### Work to complete
• 1. In the coronavirus guide for township officials, through what date does Executive Order 2020-15 allow a meeting to be held without full OMA compliance?
• 2. Extend the coronavirus guide for township officials, picking up after its final line.

### Text for analysis

+ + + + +

Coronavirus and what township officials need to know
The COVID-19 situation is changing seemingly minute to minute, and information and updates are coming in rapidly. MTA is committed to keeping our member townships updated as quickly as we can, providing answers to your questions, and access to the resources and information that you need. In addition the key topics and issues, we have assembled links and information (found below) to critical state and federal departments and agencies, such as the Michigan Department of Health and Human Services, Centers for Disease Control and Prevention, Executive Orders from Gov. Gretchen Whitmer and more. We are continually updating and providing new sources of information for our member officials, so check back often and follow MTA’s COVID-19 update emails and publications for further updates.
- Executive Order 2020-21: Temporary requirement to suspend activities that are not necessary to sustain or protect life (Read FAQs about the “Stay Home, Stay Safe” executive order here and the CISA Memo on Identification of Essential Critical Infrastructure Workers During COVID-19 Response (March 20, 2020))
- NEW! How-to videos on how to hold an audio conference or a video conferencing (Thanks to The Shumaker Technology Group for putting these together for us, as well as this PDF guide to Zoom!)
- MTA Document on Approving Expenditures (includes sample post audit policy)
- MTA Guidelines for Conducting Meetings under Executive Order 2020-15 and the Open Meetings Act
- MTA Virtual Meeting Resources for Public Meetings
- Bureau of Fire Services: FAQ for Fire Departments
- AG Nessel Provides Guidance on Executive Orders Violations
- MTA’s Office Protocols
- COVID-19 and the 2020 Census
- Extension of county canvass deadlines for 2020 Presidential Primary Election
- Enhanced authorization of remote means for carrying out state administrative procedures
- Temporary expansions in unemployment eligibility and cost-sharing
- Gov. Whitmer calls for water reconnections statewide and establishes fund to help communities comply
- Sample electronic meeting notices for township board meetings, special board meetings (including with a public hearing), and planning commission and authority board meetings (link to Word.doc)
- Restoring water service to occupied residences during the COVID-19 pandemic
- Executive Order Expands Absentee Voting for May 5 Elections
The following are some responses to commonly asked questions:
- With the Governor's Executive Order 2020-15, through April 15, 2020, there currently is temporary authorization to hold a meeting without full OMA compliance.

+ + + + +

### Entries provided
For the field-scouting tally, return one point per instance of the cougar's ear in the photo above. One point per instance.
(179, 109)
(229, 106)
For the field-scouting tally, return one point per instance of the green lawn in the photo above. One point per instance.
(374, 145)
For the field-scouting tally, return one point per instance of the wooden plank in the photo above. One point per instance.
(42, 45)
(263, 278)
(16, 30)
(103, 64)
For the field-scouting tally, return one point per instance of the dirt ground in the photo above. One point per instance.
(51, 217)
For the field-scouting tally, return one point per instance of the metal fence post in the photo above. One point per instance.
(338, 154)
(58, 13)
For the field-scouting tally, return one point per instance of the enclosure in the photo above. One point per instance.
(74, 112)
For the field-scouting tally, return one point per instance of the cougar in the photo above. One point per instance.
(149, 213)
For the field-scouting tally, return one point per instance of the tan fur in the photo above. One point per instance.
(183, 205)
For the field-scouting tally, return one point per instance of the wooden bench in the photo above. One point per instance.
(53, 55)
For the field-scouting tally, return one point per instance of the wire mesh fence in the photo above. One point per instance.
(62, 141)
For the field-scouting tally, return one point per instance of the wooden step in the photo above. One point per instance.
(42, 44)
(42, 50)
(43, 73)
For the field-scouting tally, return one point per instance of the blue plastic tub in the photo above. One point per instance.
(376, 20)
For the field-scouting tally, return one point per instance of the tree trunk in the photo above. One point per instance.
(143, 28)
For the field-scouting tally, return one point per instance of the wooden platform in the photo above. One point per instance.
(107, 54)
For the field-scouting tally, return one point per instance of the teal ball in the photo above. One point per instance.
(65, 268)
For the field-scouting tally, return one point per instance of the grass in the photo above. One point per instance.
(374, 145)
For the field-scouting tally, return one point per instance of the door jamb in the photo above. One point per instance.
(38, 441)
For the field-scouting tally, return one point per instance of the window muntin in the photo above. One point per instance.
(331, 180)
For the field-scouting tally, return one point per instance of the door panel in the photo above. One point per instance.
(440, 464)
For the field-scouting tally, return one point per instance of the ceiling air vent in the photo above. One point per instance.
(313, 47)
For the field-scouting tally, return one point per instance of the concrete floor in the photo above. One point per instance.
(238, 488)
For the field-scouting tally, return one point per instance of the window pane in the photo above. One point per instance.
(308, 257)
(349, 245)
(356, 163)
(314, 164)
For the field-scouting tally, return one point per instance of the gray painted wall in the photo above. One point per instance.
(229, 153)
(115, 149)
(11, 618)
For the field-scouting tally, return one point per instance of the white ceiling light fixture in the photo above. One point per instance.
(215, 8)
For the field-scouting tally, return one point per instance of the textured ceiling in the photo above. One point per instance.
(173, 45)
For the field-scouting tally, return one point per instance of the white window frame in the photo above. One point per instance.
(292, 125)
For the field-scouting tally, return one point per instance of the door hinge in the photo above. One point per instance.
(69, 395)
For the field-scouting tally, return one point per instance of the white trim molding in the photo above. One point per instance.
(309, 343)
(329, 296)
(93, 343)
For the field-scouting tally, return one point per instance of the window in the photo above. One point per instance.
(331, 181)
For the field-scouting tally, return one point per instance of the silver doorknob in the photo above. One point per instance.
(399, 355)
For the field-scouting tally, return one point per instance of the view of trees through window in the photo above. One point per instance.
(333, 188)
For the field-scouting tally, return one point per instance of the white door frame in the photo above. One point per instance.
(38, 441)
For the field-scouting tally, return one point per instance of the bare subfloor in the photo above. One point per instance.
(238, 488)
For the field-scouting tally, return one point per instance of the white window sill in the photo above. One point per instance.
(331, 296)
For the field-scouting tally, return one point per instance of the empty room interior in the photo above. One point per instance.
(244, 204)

+ + + + +

### Answers for this exercise
• 1. April 15, 2020

• 2.
- If your township is working to adopt its budget for an April 1 fiscal year, you still have to hold the budget public hearing at a board meeting, and you still have to adopt a budget. Note that the budget does not have to be “perfect”—it is not carved in stone (in any year)—it is a plan that the board may amend in the new fiscal year as needed or desired. Also note that the budget is not final authorization to approve anything on which the budget is based. All proposed board actions covered in the budget will still have to be voted on separately by the board in the new fiscal year for them to be "finalized." That can be explained to the board and the public at the meeting, in case some items are controversial.
- The board may change its schedule of regular meetings while it is in a meeting. The supervisor may call a special township board meeting on his or her own, as needed. And a board may, in a meeting, amend its agenda, including tabling items to future meetings, to limit business to essential business, like approving bills and payroll.
The following is the information that the state Bureau of Construction Codes has been provided from the governor's office regarding construction. MTA understands this to allow for construction code permitting and enforcement activities.
Q: Is construction allowed under the executive order?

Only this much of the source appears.